■ Requirements
1) Answer these questions from the decluttering post:
(a) How many boxes of books, CDs, DVDs, and magazines did the writer sell to the local used bookstore?
(b) Which book does the writer say they have a sentimental attachment to?
(c) For how long had the writer's two boxes of CDs gone untouched?
2) Decide whether each statement agrees with the decluttering post. Answer yes or no, and quote the words from the post that settle it.
(a) The writer kept everything by China Mieville.
(b) The writer held on to the first Blu-Ray they ever owned.
(c) The writer's move is about six months away.
3) Resume the decluttering post, starting right after its last sentence.

■ Passage shown

══════════════════════════════

As you know by now, I’ll be moving in about two months, and one of the best parts of moving is decluttering and downsizing.
See, I have a ton of stuff. Just random crap that I’ve accumulated over the years. Things I’ve brought with me from apartment to house to apartment to house. Things I haven’t actually looked at in maybe a decade. And now that we’re moving to a smaller place with fewer closets and rooms, it’s time to make some hard choices. I’ve already thrown away five boxes of stuff (and numerous trash bags), and sold fifteen boxes of books, CDs, DVDs, and magazines to our local used bookstore.
Now I know that nerds like to hold onto things. We never know when we’ll need something, or want to read something again. But I’ve got six of the best decluttering ideas for you to consider — even if you’re not moving — and I’ve broken them down into things you need to get rid of.
6. Books — This is probably the biggest offender for any nerd, because we all love to read, and we have all bought (or otherwise accumulated) hundreds of books over our lifetimes. Some of the books I got rid of were ones that I’d had since high school, and that was two decades ago. None of them were collector’s items; they were just books that I liked. I did manage to sell a lot of them on Craigslist, but even after getting rid of three full boxes I had too many, and they were just sitting there, not even displayed on shelves. If I’d put books on every flat surface I owned, I still wouldn’t have had room for them all.
What did I keep? My Discworld books, anything by China Mieville and Neal Stephenson, and a few things that I know will never come out electronically.
What should you get rid of? I don’t care how much you love the books you have in boxes or on shelves; if you haven’t read them in over three years, and you have no sentimental attachment to them (as I do to Villains by Necessity), then it’s time to say goodbye.
5. DVDs and CDs — Coming in at a close second are DVDs and CDs — physical media that we’ve bought over the years, often from secondhand stores, and probably haven’t listened to or watched in just about forever. My two boxes of CDs hadn’t been touched in at least five years, and when my fiancee and I went through our DVD collections, about 90 percent of our choices for elimination were easy ones. I even got rid of the first Blu-Ray I ever owned.
What did I keep? Several full-series box sets, all the Star Trek and Star Wars films, anything my daughter might like, and a few sentimental keepsakes.
What should you get rid of? If you have a film or album in digital format that you can download to your hard drive, it’s safe to get rid of. If you’ve only bought a license to it, and you have to listen to it off Amazon’s or Apple’s servers, you should keep the physical media.

══════════════════════════════

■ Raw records
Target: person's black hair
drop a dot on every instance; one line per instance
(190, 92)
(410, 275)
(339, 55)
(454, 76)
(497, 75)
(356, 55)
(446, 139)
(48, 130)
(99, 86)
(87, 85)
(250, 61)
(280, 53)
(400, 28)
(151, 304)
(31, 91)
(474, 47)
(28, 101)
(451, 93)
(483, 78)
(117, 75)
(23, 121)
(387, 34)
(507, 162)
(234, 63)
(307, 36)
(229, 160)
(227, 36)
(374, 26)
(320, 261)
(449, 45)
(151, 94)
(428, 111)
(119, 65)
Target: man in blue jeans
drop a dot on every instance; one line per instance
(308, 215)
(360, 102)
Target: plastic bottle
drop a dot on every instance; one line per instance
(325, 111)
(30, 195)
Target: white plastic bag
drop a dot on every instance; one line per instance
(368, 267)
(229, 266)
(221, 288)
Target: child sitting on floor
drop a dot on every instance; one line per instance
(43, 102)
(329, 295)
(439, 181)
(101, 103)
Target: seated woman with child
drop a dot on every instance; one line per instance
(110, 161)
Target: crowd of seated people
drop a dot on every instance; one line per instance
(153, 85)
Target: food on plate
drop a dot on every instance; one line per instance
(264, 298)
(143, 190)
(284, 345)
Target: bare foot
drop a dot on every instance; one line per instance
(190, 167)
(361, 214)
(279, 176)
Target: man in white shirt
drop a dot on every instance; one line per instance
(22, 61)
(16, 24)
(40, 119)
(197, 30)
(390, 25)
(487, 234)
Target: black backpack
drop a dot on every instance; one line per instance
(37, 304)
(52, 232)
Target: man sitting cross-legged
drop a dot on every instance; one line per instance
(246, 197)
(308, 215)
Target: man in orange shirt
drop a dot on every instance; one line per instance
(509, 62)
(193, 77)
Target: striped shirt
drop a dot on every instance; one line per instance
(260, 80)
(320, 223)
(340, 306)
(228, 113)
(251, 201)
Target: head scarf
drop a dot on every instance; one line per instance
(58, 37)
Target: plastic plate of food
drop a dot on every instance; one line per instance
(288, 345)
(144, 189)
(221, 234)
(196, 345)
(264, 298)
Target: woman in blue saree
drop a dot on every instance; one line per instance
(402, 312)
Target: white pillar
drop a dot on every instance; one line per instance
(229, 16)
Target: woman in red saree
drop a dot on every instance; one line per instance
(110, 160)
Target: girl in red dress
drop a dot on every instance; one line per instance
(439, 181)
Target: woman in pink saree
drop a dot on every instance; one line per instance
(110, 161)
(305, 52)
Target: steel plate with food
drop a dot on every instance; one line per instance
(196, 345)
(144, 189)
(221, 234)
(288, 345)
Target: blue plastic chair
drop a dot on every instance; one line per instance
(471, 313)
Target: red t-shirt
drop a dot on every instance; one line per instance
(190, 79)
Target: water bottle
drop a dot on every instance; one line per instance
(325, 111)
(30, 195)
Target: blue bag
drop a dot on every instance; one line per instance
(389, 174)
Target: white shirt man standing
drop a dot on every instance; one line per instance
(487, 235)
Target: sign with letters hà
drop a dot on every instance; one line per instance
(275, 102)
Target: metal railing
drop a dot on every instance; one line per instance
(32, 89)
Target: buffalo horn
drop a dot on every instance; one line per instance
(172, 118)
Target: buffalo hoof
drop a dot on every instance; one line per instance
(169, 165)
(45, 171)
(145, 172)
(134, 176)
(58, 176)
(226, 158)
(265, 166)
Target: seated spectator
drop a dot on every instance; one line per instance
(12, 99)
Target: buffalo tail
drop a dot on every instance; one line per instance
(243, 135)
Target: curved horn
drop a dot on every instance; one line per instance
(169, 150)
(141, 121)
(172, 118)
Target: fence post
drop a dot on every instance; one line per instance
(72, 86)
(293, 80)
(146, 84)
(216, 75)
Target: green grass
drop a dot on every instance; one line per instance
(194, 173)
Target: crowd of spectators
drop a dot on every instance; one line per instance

══════════════════════════════

■ Per-task answers
1)
(a) Fifteen boxes.
(b) Villains by Necessity.
(c) At least five years.

2)
(a) Yes: "anything by China Mieville and Neal Stephenson"
(b) No: "I even got rid of the first Blu-Ray I ever owned."
(c) No: "I’ll be moving in about two months"

3)
4. Backup Disks — Remember back in the 90s how long it took to back up a hard drive? Everything went onto 3.5-inch floppy disks. Ridiculous! (That said, I do still have a small drawer of floppies, even though I don’t have a working 3.5-inch drive anymore.) But with the advent of inexpensive writable CDs and DVDs, it became a normal thing to back up our hard drives. I found at least ten spindles (each holding 50 or 100 discs*) with media that I just didn’t care about anymore. They went right into the trash… after I checked the ones that were labeled with interesting music or video files.
What did I keep? Not a lot. Mostly discs that have fan films downloaded onto them.
What should you get rid of? As much as possible. You don’t need those backup disks. Trust me. Especially if your main device doesn’t have a physical media reader, as many new MacBooks don’t.
3. Things in Boxes — Every time you move, you find random crap that you didn’t expect, and you just throw it into boxes, label them, and move on. When you’re about to move into your 12th home in 20 years, you’ve got a lot of those boxes accumulated. It’s just a fact of life. It’s time to go through those boxes and decide what you really need. I got rid of so many things that I didn’t care about (like a box labeled “golf gifts”), hadn’t looked at in ages (my old school newspapers, which I mentioned in last week’s column), or didn’t need anymore (like the lunchbox I used to use for office supplies when I was a college English instructor). At least four boxes of crap went to the dumpster, and another one came to the office for the “please take these free items” table.
What did I keep? Almost nothing. My old stuffed animals, some photos that I haven’t gotten around to scanning yet, and a few technology items that I never managed to install.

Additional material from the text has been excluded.